### Recorded information:
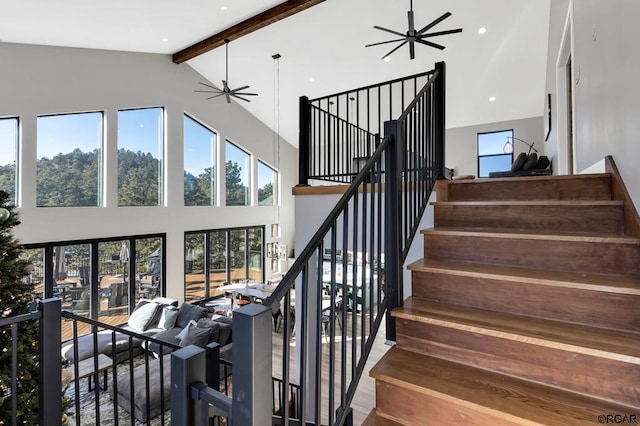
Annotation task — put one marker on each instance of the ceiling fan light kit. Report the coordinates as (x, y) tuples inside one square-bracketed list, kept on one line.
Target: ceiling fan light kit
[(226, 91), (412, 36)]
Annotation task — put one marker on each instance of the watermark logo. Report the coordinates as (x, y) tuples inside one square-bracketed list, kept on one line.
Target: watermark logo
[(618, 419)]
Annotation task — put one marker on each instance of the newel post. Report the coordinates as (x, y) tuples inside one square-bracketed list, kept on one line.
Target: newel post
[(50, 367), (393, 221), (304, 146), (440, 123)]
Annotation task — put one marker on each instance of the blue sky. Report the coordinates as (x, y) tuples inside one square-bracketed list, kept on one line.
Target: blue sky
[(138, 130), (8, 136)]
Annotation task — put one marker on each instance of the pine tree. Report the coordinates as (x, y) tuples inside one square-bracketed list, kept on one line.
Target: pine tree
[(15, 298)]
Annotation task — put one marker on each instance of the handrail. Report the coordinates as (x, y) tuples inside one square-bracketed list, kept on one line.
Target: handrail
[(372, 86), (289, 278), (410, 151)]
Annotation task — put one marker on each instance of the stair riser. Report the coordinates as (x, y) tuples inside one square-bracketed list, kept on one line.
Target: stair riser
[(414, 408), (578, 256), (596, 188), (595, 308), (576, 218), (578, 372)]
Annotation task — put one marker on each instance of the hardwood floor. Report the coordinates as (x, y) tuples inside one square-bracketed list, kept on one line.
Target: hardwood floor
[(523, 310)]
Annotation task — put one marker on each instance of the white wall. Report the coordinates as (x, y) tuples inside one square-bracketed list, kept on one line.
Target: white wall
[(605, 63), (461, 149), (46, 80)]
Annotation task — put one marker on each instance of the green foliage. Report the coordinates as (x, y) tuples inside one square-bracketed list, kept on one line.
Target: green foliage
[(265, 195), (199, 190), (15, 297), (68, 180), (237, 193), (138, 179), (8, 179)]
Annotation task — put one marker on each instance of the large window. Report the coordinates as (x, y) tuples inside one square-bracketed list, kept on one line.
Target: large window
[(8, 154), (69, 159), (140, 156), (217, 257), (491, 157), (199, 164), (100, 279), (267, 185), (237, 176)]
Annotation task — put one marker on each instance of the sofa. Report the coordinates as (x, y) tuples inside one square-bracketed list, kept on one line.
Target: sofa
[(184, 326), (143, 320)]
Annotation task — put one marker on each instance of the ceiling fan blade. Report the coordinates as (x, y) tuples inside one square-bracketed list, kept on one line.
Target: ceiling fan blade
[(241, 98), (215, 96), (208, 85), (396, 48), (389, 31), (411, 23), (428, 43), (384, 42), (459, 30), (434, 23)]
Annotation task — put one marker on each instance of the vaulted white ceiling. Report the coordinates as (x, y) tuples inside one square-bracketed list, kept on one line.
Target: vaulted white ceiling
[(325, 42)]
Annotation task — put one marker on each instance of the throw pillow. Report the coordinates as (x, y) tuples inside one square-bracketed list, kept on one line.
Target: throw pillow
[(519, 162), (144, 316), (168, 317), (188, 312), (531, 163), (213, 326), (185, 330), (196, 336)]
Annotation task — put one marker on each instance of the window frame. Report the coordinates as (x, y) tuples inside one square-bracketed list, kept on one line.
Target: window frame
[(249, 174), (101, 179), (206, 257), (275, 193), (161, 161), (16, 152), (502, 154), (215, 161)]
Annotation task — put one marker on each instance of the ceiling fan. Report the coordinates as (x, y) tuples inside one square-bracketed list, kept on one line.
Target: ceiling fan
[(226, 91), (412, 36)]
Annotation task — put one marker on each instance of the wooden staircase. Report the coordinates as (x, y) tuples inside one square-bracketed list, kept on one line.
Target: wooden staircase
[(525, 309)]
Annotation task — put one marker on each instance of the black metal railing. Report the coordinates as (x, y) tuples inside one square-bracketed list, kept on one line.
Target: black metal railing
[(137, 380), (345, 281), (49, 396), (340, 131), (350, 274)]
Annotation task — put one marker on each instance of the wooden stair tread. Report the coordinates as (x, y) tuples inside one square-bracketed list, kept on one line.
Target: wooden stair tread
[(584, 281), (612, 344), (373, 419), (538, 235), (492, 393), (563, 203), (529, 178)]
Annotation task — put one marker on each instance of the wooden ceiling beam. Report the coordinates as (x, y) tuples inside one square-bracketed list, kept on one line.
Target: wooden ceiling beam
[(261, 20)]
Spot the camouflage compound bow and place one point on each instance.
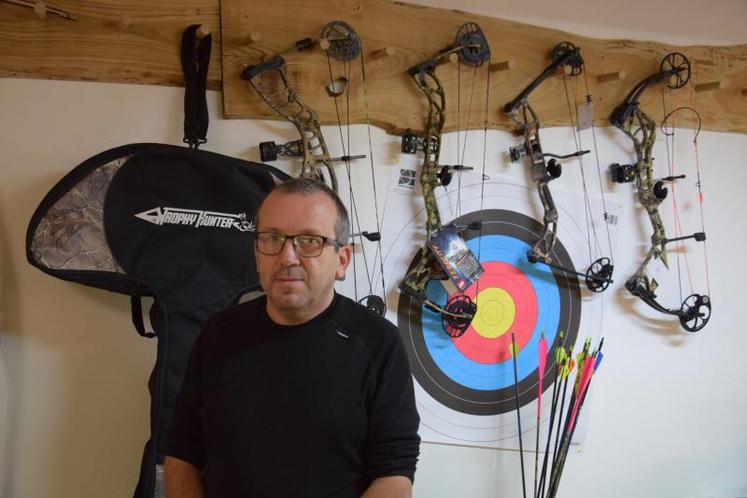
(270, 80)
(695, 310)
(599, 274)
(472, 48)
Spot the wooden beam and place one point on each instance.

### Task goal:
Go through the material above and output exactly the lines from the one containing "Target: handrail" through the one containing "ceiling fan blade.".

### Reply:
Target: handrail
[(372, 86), (289, 278), (410, 151)]
Annotation task — put one marker on each instance of the stair riser. Report the coordinates as (x, y) tuples inside one square-bracketed list, kept on one line.
Target: stair riser
[(414, 408), (578, 256), (596, 188), (595, 308), (576, 218), (578, 372)]
Annotation task — put one marker on each instance of the hardwood floor. Report the coordinates as (x, y) tuples inside one square-bracketed list, kept on one line.
Target: hardwood floor
[(523, 310)]
Annotation task — put one marker on each instance of the white wall. Report the coordinates as (x, y) tuples inside one square-bracketed list, kept on one line.
Target: white wall
[(605, 63), (461, 149), (46, 80)]
Annotation task — put one marker on each instance of the green foliage. Report the coordinates as (x, y) tuples inside one square-bracketed list, kept on one line.
Target: green foliage
[(265, 195), (199, 190), (15, 297), (68, 180), (237, 193), (138, 179), (8, 179)]
Annotation task — put one marker on each instance of the large window. Report the coordinates as (x, y) tuples inside one square-bracketed list, kept on one line.
Target: large window
[(8, 154), (69, 159), (140, 156), (217, 257), (491, 157), (199, 164), (100, 279), (267, 185), (237, 176)]
Annotation task — put one marker on each instance of the sofa. Report the coordinates as (x, y) tuples inside one square-bracketed list, kept on one line.
Target: sofa
[(184, 326), (143, 320)]
Annotation task — put one marker on each instance of the ceiling fan blade. Report the coordinates as (x, y) tuples inside one square-bracketed list, kept on one line.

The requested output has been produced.